----- ИСХОДНЫЙ ТЕКСТ -----
Даласский клуб покупателей (2013)
Есть такой расхожий штамп — «фильм основан на реальных событиях». В данном случае реальны не только события и некоторые персонажи разворачивающейся на экранах драмы. Вполне реальна и та стигматизация, с которой сталкиваются люди, которым однажды, как и героям «Даласского клуба покупателей», поставили диагноз ВИЧ/СПИД.
Казалось бы, невежественное отношение к страшной, только обнаруженной болезни, которое царило в середине 1980 годов, в 2013 году должно было выглядеть глубоко архаично. Однако и до сих пор ВИЧ-фобия часто связана со стигматизацией заболевших. По-прежнему распространено мнение, будто заболевшие «сами виноваты», вели себя неосторожно, «заслужили» свои страдания. С одной стороны, такое отношение можно счесть защитной реакцией, в конце концов, что-то подобное нередко можно услышать и от некоторых канцерофобов. С другой стороны, вирусная инфекция претендует на роль «прецедентной болезни», «знакового» недуга, занимая в современной культуре — репрезентациях, разговорах — столь же значимое место, что и чахотка или сифилис у романтически настроенных интеллектуалов рубежа XIX-XX веков. Только теперь к публичным дискуссиям присоединяются медики и правозащитники, значит, романтизма (и заодно фантазий на тему этиологии заболевания) должно стать меньше, а осведомленности — больше.
-----
» **ЗАДАНИЕ 1**
Сократите абзац текста о фильме, который начинается словами «Казалось бы, невежественное отношение», сохранив его главные факты.
» **ЗАДАНИЕ 2**
Обновите фрагмент текста о фильме от слов «Даласский клуб покупателей» до слов «поставили диагноз ВИЧ/СПИД.» включительно, заменив «драмы» на «истории».
----- ИСХОДНЫЕ ДАННЫЕ -----
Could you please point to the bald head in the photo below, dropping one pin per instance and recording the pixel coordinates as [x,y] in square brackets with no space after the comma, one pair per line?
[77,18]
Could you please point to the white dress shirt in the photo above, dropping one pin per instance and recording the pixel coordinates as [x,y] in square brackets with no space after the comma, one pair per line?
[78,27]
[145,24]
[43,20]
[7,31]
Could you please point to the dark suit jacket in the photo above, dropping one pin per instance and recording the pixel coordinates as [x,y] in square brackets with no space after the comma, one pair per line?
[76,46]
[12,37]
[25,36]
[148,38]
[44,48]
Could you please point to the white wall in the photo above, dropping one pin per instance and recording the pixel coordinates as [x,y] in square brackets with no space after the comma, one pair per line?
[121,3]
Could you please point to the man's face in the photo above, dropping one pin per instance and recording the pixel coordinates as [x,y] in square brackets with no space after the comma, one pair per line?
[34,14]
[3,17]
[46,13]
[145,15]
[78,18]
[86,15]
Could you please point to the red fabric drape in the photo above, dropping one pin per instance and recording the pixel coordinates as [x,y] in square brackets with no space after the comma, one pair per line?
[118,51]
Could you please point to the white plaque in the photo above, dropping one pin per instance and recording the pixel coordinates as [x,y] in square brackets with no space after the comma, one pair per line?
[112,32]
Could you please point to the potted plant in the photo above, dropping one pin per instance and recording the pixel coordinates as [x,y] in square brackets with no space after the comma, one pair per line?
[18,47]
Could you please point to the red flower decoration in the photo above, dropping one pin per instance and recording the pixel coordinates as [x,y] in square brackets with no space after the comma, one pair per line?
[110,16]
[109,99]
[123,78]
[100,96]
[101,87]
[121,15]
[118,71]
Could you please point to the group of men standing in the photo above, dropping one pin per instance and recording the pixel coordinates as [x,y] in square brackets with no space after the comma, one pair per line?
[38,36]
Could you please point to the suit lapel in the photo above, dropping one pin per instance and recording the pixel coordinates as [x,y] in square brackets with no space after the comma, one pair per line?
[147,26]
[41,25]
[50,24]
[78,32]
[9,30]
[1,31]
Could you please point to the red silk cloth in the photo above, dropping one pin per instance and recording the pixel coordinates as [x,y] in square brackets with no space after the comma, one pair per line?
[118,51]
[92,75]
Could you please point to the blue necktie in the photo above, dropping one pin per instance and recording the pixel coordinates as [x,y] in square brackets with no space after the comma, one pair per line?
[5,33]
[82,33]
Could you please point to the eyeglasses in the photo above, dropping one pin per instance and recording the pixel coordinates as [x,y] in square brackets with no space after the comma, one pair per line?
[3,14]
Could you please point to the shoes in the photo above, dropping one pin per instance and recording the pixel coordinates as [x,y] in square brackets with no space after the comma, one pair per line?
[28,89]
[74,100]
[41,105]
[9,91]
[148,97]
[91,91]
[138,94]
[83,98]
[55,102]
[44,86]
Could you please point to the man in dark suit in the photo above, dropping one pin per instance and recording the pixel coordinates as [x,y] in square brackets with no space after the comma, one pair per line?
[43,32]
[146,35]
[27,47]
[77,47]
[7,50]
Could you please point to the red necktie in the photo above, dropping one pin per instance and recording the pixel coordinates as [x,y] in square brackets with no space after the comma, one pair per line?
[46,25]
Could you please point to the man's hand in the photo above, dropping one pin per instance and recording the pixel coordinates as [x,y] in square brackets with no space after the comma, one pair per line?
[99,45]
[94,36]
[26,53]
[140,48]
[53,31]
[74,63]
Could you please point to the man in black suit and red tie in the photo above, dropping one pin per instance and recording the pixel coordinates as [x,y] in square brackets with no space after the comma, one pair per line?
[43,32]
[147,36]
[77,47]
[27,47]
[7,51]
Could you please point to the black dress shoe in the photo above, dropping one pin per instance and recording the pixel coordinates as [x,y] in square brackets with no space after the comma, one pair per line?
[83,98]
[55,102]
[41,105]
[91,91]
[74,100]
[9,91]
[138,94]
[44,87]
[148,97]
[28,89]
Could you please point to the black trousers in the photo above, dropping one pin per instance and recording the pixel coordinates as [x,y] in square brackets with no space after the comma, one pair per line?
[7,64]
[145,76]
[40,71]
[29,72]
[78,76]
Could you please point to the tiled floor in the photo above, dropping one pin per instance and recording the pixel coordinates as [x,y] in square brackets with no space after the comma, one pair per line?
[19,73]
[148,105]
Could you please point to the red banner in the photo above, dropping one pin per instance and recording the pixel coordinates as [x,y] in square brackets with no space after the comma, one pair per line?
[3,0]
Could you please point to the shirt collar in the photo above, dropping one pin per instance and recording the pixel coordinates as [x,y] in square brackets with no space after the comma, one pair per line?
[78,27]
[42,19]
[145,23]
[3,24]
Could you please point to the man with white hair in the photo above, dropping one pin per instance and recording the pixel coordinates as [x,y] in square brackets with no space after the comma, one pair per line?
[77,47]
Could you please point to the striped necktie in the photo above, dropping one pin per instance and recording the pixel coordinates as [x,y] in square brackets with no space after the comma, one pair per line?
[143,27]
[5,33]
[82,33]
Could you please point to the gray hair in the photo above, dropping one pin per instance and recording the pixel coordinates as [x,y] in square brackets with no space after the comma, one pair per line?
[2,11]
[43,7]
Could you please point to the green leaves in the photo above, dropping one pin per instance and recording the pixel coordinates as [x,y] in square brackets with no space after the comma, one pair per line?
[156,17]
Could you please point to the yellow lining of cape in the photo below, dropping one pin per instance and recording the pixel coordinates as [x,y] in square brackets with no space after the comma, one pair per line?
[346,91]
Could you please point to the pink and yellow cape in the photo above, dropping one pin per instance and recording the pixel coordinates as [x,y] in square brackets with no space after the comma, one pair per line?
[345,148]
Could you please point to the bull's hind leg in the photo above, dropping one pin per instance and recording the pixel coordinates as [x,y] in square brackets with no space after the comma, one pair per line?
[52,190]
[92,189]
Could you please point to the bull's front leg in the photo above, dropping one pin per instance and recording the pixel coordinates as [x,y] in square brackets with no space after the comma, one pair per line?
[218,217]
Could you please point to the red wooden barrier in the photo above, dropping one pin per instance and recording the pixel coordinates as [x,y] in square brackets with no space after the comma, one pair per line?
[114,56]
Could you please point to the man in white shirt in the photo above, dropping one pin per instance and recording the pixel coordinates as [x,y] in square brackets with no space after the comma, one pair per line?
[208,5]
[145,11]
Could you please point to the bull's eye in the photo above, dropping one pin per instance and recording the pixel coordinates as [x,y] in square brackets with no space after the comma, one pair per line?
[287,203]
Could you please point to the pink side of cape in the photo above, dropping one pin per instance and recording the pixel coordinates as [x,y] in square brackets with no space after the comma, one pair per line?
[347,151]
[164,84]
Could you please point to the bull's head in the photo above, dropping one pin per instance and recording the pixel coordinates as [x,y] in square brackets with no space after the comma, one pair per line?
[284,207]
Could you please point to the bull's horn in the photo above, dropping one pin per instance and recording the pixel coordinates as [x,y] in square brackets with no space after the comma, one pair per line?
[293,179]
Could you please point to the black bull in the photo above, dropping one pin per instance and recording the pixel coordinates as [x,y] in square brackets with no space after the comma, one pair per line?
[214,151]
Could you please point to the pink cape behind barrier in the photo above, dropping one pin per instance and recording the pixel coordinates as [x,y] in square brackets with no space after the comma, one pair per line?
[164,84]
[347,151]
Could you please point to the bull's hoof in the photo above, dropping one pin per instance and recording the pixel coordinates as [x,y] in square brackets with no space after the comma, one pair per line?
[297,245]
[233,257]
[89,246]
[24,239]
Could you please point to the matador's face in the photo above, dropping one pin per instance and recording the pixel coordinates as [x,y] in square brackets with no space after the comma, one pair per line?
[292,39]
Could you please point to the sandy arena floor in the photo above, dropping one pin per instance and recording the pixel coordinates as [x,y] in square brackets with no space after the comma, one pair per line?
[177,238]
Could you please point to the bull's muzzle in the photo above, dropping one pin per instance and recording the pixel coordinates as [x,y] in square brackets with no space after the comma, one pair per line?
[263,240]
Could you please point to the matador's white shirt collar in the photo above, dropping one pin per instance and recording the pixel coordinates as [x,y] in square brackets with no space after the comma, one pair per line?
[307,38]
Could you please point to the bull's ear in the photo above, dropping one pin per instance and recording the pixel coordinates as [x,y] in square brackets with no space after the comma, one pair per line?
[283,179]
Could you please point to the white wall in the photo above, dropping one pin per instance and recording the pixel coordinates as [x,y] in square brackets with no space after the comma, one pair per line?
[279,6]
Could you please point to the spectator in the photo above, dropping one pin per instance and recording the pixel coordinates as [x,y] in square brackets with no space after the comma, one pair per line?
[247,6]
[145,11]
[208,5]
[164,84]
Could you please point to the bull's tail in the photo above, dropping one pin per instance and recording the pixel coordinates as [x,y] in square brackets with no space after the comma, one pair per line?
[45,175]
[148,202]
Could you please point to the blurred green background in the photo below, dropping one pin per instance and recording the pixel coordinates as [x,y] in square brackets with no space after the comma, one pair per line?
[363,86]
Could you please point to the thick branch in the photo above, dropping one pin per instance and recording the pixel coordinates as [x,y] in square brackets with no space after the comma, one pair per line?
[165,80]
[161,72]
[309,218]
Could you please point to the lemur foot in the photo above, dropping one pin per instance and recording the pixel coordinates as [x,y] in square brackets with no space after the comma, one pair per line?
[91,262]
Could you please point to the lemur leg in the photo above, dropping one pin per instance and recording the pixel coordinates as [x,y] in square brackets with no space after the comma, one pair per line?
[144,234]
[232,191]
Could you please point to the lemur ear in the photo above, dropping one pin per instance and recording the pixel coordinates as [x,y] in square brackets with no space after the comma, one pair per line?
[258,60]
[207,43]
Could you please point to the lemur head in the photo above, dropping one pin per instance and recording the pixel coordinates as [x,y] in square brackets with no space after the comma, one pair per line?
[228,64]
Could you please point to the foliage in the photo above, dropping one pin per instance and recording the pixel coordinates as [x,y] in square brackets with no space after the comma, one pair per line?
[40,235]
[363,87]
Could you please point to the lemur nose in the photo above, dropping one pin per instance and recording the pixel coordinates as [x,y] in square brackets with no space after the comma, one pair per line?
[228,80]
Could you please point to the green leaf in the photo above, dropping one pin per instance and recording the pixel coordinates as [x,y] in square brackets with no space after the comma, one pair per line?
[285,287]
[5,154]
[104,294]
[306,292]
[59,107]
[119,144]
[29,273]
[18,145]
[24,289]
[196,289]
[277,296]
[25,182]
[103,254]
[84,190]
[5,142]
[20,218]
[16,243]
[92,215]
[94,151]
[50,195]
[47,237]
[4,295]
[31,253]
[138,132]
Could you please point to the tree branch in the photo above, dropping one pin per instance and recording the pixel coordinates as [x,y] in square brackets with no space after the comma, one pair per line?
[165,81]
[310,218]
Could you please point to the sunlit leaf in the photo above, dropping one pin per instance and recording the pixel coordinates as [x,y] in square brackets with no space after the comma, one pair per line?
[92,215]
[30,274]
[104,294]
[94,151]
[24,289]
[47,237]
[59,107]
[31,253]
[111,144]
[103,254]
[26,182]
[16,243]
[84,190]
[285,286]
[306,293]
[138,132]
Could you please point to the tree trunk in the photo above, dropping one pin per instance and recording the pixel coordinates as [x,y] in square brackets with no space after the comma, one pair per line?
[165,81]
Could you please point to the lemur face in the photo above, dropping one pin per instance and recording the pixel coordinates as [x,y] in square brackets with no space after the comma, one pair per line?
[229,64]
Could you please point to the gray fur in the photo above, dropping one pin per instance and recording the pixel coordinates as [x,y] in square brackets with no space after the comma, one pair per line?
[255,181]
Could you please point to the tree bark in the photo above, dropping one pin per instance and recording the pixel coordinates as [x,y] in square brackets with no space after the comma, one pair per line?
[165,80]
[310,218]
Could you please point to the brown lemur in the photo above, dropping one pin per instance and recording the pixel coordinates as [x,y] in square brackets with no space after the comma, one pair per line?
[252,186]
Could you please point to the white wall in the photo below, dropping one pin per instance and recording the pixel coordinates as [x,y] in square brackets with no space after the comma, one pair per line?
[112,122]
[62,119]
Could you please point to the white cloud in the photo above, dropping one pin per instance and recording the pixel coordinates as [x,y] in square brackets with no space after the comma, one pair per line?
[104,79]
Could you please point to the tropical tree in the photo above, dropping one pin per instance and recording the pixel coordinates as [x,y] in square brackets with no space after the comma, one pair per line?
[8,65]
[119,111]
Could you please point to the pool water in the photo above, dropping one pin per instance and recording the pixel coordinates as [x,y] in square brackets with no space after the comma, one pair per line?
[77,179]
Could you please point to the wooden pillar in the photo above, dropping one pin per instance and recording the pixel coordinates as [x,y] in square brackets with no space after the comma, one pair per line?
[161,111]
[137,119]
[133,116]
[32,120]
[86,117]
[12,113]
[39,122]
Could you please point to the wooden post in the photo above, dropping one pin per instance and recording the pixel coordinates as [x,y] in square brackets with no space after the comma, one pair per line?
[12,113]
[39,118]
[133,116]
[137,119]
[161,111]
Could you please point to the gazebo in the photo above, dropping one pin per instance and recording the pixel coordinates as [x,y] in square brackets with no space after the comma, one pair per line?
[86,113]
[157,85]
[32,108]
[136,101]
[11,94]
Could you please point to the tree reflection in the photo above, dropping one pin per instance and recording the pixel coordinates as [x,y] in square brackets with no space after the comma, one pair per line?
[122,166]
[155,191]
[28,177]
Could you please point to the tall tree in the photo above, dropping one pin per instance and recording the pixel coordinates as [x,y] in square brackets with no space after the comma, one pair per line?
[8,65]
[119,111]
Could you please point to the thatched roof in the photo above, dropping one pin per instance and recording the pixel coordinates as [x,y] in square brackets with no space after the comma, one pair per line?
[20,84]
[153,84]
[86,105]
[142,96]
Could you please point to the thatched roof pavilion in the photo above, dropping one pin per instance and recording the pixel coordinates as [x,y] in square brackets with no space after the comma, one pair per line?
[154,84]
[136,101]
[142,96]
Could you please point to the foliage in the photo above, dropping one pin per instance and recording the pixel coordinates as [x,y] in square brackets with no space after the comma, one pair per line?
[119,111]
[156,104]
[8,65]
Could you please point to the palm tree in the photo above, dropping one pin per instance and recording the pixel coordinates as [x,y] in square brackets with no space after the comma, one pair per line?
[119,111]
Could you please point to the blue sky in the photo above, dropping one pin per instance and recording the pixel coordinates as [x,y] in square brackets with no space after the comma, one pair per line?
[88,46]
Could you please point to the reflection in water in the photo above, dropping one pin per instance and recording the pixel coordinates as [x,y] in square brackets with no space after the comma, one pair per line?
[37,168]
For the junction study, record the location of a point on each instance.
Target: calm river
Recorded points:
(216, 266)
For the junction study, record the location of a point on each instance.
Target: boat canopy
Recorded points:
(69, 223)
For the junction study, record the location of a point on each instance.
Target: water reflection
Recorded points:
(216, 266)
-----
» **ОТВЕТ 1**
Невежественное отношение к страшной, только обнаруженной болезни царило в середине 1980-х годов. В 2013 году оно должно было выглядеть архаично, однако ВИЧ-фобия до сих пор часто связана со стигматизацией заболевших. Многие по-прежнему считают, что те «сами виноваты» и «заслужили» свои страдания. Такое отношение можно счесть защитной реакцией, похожей на реакцию некоторых канцерофобов. Кроме того, инфекция стала «знаковым» недугом современной культуры, как чахотка или сифилис для интеллектуалов рубежа XIX–XX веков. Теперь к дискуссиям присоединяются медики и правозащитники, поэтому романтизма и фантазий об этиологии должно стать меньше, а осведомленности — больше.

» **ОТВЕТ 2**
Даласский клуб покупателей (2013)
Есть такой расхожий штамп — «фильм основан на реальных событиях». В данном случае реальны не только события и некоторые персонажи разворачивающейся на экранах истории. Вполне реальна и та стигматизация, с которой сталкиваются люди, которым однажды, как и героям «Даласского клуба покупателей», поставили диагноз ВИЧ/СПИД.